= Beginning of Section =

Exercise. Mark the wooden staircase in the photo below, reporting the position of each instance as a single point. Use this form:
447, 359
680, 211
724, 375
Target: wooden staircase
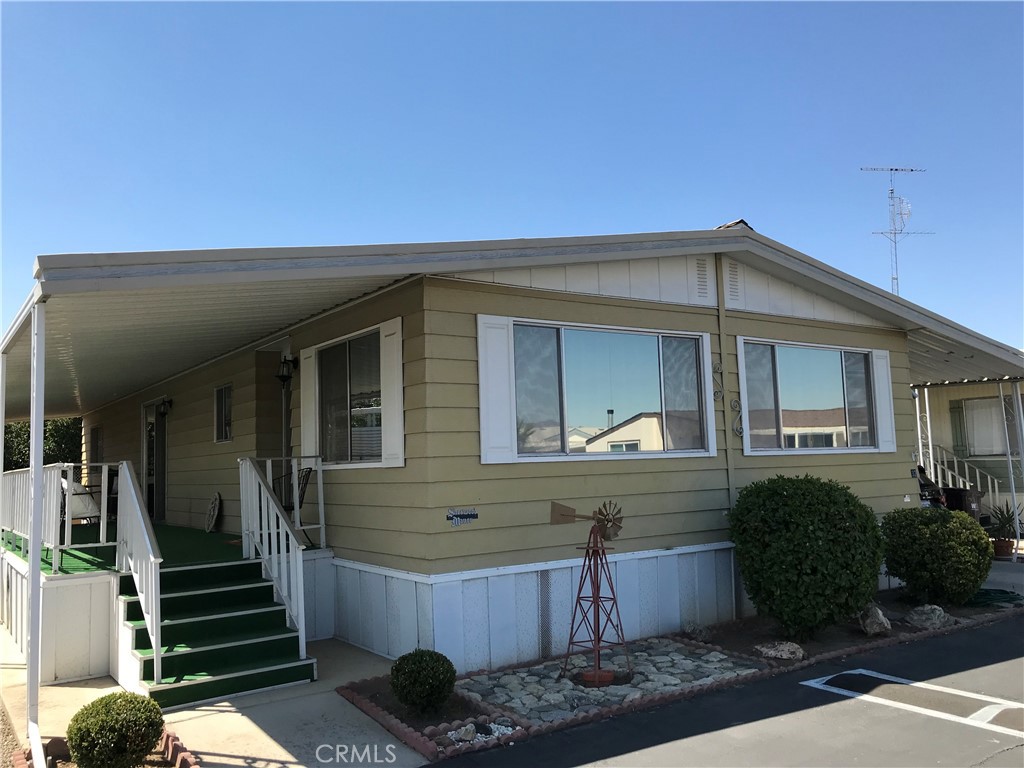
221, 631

= End of Section =

Please copy out each line above exactly as written, but not the pictures.

Exercise. Mark the wooden staircase in the photo below, reporting the position of each instance as a single point. Use this form:
447, 359
680, 211
724, 375
Target: wooden staircase
221, 631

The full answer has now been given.